### [DATA UNDER STUDY]
————

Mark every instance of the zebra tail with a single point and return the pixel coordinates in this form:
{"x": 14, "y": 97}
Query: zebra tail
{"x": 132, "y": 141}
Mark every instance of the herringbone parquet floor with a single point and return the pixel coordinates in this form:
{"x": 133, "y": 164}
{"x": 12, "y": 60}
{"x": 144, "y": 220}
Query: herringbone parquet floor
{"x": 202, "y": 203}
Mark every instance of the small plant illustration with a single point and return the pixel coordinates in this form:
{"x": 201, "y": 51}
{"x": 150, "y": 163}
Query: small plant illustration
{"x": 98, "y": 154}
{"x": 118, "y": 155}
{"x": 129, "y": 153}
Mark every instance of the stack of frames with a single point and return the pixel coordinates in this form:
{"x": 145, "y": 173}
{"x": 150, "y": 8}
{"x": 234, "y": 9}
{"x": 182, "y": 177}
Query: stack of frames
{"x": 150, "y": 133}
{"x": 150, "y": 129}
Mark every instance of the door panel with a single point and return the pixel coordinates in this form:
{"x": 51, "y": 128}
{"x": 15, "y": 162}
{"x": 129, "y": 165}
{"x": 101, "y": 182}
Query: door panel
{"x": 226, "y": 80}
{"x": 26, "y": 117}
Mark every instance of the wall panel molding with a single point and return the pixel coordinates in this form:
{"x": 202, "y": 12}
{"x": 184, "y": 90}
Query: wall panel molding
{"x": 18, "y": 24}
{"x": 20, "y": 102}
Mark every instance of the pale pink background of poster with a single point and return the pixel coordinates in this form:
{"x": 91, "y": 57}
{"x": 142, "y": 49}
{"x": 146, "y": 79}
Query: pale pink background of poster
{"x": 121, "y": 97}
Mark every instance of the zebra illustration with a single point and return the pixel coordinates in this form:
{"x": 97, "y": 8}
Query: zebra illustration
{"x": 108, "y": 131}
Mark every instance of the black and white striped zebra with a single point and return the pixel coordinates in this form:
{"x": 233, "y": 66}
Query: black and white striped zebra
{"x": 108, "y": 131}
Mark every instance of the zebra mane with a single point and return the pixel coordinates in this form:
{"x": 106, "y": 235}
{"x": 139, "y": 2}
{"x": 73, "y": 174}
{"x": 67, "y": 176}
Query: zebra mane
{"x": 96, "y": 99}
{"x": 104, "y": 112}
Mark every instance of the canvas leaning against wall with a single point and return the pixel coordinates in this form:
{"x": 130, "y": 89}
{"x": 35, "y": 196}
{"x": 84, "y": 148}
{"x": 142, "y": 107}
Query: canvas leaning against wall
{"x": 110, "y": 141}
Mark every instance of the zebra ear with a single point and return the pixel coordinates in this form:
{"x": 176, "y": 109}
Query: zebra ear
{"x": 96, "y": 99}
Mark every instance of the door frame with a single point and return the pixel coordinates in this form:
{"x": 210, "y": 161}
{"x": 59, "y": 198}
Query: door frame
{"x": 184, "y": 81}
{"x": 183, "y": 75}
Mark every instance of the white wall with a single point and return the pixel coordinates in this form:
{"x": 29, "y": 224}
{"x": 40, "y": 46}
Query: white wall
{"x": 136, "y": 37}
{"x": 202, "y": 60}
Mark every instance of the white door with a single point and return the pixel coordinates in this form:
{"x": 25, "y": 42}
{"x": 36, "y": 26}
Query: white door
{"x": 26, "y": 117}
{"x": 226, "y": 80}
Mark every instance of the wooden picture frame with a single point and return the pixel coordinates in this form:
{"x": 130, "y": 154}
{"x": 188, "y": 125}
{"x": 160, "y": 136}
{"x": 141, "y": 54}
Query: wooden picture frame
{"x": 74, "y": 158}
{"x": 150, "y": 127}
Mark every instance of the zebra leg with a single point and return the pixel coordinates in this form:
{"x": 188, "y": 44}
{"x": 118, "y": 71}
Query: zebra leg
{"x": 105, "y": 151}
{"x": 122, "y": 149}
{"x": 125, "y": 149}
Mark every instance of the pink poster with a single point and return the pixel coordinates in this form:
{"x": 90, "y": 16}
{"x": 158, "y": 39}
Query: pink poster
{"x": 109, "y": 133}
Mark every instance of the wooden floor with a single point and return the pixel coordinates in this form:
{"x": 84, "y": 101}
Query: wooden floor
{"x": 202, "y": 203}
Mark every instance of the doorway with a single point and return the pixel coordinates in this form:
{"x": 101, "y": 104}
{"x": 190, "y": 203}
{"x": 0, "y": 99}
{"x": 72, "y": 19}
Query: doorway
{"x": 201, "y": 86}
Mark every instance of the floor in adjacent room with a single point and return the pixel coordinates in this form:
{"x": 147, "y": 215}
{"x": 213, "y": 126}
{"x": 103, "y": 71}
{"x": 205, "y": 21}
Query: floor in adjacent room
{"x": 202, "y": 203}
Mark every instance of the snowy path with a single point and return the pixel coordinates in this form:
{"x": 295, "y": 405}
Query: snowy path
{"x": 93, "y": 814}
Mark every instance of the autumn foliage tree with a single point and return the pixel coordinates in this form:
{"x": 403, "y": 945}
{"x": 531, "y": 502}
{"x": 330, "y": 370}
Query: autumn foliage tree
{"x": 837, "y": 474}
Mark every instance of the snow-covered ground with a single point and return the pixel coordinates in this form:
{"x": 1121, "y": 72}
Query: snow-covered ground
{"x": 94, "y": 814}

————

### [PROBLEM DETAILS]
Starting at the first line and ending at the last, restate the material word for word.

### [RESULT]
Mark every instance of the zebra tail with a single point and return the pixel coordinates in this form:
{"x": 14, "y": 97}
Query: zebra tail
{"x": 132, "y": 141}
Mark every instance of the herringbone parquet floor with a single point and return the pixel coordinates in this form:
{"x": 133, "y": 164}
{"x": 12, "y": 60}
{"x": 144, "y": 220}
Query: herringbone parquet floor
{"x": 202, "y": 203}
Mark every instance of the small plant illustration with a single point and return the pixel coordinates in this form:
{"x": 201, "y": 51}
{"x": 150, "y": 163}
Query: small plant illustration
{"x": 98, "y": 154}
{"x": 118, "y": 155}
{"x": 129, "y": 153}
Mark every instance of the stack of frames with a single point and return the pixel coordinates in this form:
{"x": 145, "y": 173}
{"x": 150, "y": 8}
{"x": 234, "y": 9}
{"x": 182, "y": 177}
Query: stack of frames
{"x": 150, "y": 133}
{"x": 150, "y": 129}
Mark every instance of the door panel with a single point and return the pixel coordinates in this form:
{"x": 51, "y": 128}
{"x": 15, "y": 162}
{"x": 129, "y": 165}
{"x": 101, "y": 182}
Query: door panel
{"x": 226, "y": 80}
{"x": 26, "y": 117}
Mark every instance of the wall panel molding with a single point and return the pixel coordinates in this form:
{"x": 202, "y": 12}
{"x": 184, "y": 90}
Query: wall panel molding
{"x": 18, "y": 24}
{"x": 20, "y": 102}
Mark every instance of the pale pink background of poster with a single point and return the pixel coordinates in this form:
{"x": 91, "y": 57}
{"x": 142, "y": 49}
{"x": 146, "y": 79}
Query: pale pink background of poster
{"x": 121, "y": 97}
Mark every instance of the zebra illustration with a single point and return the pixel coordinates in this form:
{"x": 97, "y": 8}
Query: zebra illustration
{"x": 108, "y": 131}
Mark every instance of the black and white striped zebra with a single point and return the pixel coordinates in this form:
{"x": 233, "y": 66}
Query: black and white striped zebra
{"x": 108, "y": 131}
Mark every instance of the zebra mane with a single point and return the pixel coordinates in this form:
{"x": 106, "y": 235}
{"x": 139, "y": 2}
{"x": 73, "y": 174}
{"x": 67, "y": 176}
Query: zebra mane
{"x": 96, "y": 99}
{"x": 104, "y": 112}
Mark every instance of the canvas leaning against wall with a single point and return the pixel coordinates in this form:
{"x": 130, "y": 89}
{"x": 35, "y": 196}
{"x": 84, "y": 148}
{"x": 142, "y": 107}
Query: canvas leaning against wall
{"x": 110, "y": 141}
Mark every instance of the zebra ear with a single point and return the pixel coordinates in this form:
{"x": 176, "y": 109}
Query: zebra ear
{"x": 96, "y": 99}
Mark every instance of the door frame with a single point and return the pixel coordinates in this form:
{"x": 210, "y": 161}
{"x": 59, "y": 198}
Query: door frame
{"x": 184, "y": 81}
{"x": 183, "y": 75}
Mark every instance of the white wall with a single point and return the pixel coordinates in this form:
{"x": 29, "y": 224}
{"x": 40, "y": 46}
Query: white wall
{"x": 136, "y": 37}
{"x": 202, "y": 60}
Mark every instance of the white door with a single point and return the pixel coordinates in this form:
{"x": 25, "y": 42}
{"x": 36, "y": 26}
Query: white door
{"x": 26, "y": 117}
{"x": 226, "y": 80}
Mark every instance of the wooden picture frame with a single point and return the pixel coordinates in this form:
{"x": 130, "y": 154}
{"x": 188, "y": 125}
{"x": 160, "y": 136}
{"x": 141, "y": 54}
Query: wooden picture frame
{"x": 74, "y": 158}
{"x": 150, "y": 127}
Mark every instance of the zebra leg with a single point and return the pixel coordinates in this form:
{"x": 188, "y": 44}
{"x": 118, "y": 71}
Query: zebra leg
{"x": 105, "y": 151}
{"x": 122, "y": 149}
{"x": 125, "y": 149}
Mark every instance of the pink poster with a single point and return the pixel coordinates in this form:
{"x": 90, "y": 16}
{"x": 158, "y": 39}
Query: pink poster
{"x": 109, "y": 133}
Mark every instance of the wooden floor with a single point and return the pixel coordinates in this form:
{"x": 84, "y": 101}
Query: wooden floor
{"x": 202, "y": 203}
Mark every instance of the doorway with a single point and return the pixel coordinates in this form:
{"x": 101, "y": 104}
{"x": 190, "y": 203}
{"x": 0, "y": 99}
{"x": 72, "y": 19}
Query: doorway
{"x": 201, "y": 86}
Mark every instance of the floor in adjacent room with a single point and return the pixel coordinates in this form:
{"x": 147, "y": 215}
{"x": 213, "y": 126}
{"x": 103, "y": 71}
{"x": 205, "y": 21}
Query: floor in adjacent room
{"x": 202, "y": 203}
Mark every instance of the snowy path with a single point and return the pixel coordinates in this form:
{"x": 295, "y": 405}
Query: snowy path
{"x": 93, "y": 814}
Mark every instance of the autumn foliage tree with a single point and return the pixel coordinates in this form:
{"x": 403, "y": 945}
{"x": 531, "y": 502}
{"x": 330, "y": 370}
Query: autumn foliage tree
{"x": 837, "y": 474}
Mark every instance of the snow-covered ground with a single point and return the pixel coordinates in this form:
{"x": 1121, "y": 72}
Query: snow-covered ground
{"x": 94, "y": 814}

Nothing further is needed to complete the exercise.